ENTRIES PROVIDED Block Start

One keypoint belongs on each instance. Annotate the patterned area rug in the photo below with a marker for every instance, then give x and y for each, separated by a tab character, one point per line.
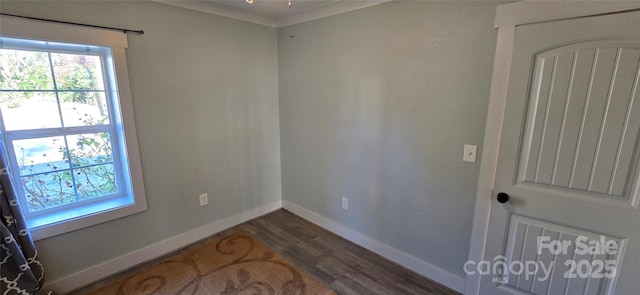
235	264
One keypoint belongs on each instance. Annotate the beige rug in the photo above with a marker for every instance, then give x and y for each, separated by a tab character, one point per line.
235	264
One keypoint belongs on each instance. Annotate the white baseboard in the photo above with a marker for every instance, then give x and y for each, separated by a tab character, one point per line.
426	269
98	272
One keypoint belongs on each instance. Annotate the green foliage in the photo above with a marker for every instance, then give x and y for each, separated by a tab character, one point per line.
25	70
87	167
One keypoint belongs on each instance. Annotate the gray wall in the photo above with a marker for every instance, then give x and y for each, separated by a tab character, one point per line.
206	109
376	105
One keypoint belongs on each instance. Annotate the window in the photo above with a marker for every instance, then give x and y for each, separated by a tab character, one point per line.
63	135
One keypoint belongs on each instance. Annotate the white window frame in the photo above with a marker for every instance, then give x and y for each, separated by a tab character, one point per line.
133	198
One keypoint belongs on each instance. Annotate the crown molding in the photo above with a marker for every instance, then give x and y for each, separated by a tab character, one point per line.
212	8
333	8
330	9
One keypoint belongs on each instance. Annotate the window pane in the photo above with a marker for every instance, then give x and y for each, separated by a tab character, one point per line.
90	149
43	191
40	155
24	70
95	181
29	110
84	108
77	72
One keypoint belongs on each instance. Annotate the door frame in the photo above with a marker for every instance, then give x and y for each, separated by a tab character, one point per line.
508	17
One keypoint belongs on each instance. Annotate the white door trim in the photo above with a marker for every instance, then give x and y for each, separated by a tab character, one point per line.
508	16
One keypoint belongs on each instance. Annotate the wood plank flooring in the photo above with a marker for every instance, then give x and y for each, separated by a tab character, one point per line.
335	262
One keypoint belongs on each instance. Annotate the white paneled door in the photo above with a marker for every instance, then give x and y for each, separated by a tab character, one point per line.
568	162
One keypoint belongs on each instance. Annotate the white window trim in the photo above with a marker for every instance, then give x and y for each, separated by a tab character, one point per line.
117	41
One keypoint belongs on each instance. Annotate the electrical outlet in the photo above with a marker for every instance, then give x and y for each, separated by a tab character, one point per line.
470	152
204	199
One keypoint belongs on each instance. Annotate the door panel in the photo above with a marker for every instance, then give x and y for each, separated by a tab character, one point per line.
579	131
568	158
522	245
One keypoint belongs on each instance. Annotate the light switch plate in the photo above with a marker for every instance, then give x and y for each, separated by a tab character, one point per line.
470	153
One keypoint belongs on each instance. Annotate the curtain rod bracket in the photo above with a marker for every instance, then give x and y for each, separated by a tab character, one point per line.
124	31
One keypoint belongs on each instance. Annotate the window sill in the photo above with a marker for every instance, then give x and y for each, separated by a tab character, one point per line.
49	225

ENTRIES PROVIDED Block End

DIRECTIONS FOR THIS TASK: Skip every image and output the remaining records exactly.

RESULT:
One keypoint belongs on each instance. Annotate the patterned area rug in the photo below with a marker for every instance, then give x and y for each, separated by a tab character, one point per line.
235	264
One keypoint belongs on each instance. Annotate the beige rug in the photo above with a marker for every instance, then give x and y for each, separated by a tab character, one point per line.
235	264
One keypoint belongs on each instance. Annotate the white baseboard in the photo above with a marker for every instance, then give x and y for each, separated by a tab character, one point per line.
426	269
98	272
One keypoint belongs on each instance. Annotate the green foliage in the photo above with a marker for every instance, then give x and y for each, separated by a tab character, one point per line.
25	70
87	167
One keypoint belongs on each instance. Annotate the gray wall in the photo above with a marker for every instance, then give x and y for each, separated by a tab character, one point per line.
206	109
376	105
One keypoint belongs on each instance. Annotate the window in the photo above with a marker for every instance, then give x and y for each, separated by a tab character, one point per line.
63	135
One keypoint belongs on each instance. Annotate the white window frame in the photo above with a marker for every instance, then give x and y for each, separated by a tab character, one point per line.
133	198
One keypoint belongs on each instance. Annotate the crown molding in the photo above with a marker for every instance, then give x and y for each, separated by a tab character, one point per line.
212	8
333	8
330	9
One keypoint belongs on each instance. Annotate the window pane in the photo above with a marker for every instance, then give x and y for each, separated by a tab character, one point per line.
90	149
43	191
40	155
24	70
95	181
29	110
84	108
77	72
One keypoint belongs on each instance. Annotate the door frame in the photo above with a marker for every instance, then give x and y for each, separated by a tab character, one point per line.
508	17
One keypoint belongs on each instance. Annotate the white door trim in the photo above with a marker for every instance, then give x and y for each, separated by a tab character, one point per line.
508	16
One keypoint belongs on each instance. Annotate the wood plank flooring in the photo above with a marker for every instance, then give x and y for each, separated by a tab character, one point per line.
335	262
One keypoint belongs on each instance. Annotate the white paneled door in the photo above with a marker for every instance, then give x and y for each, separated by a tab character, one point per line.
568	162
One keypoint belongs on each instance. Annotate the white window trim in the photo above with a marker for every instance, then give x and y for each, separated by a tab character, one point per line.
117	41
One keypoint belongs on each instance. Annotate the electrical outlet in the photo above with a marker for every instance, then give x and y for each, separated by a tab character, one point per line.
470	152
204	199
One keypoint belongs on each instance. Annotate the door panel in the photo above with a marker for every instance, then give x and y for each, separated by a tab character, one point per line.
579	131
568	158
522	245
One keypoint belongs on each instance. Annotate the light switch plate in the photo above with a marker for every instance, then give x and y for each, separated by a tab character, one point per line.
470	153
One keypoint belongs on each instance. Annotate the curtain rod bracket in the photo above with a marker for every instance, then give x and y for each, separated by a tab character, one point per line.
124	31
One keypoint belongs on each instance. Annotate the window sill in the photo above with a marker for every instance, then give x and y for each, separated by a tab character, one point per line.
49	225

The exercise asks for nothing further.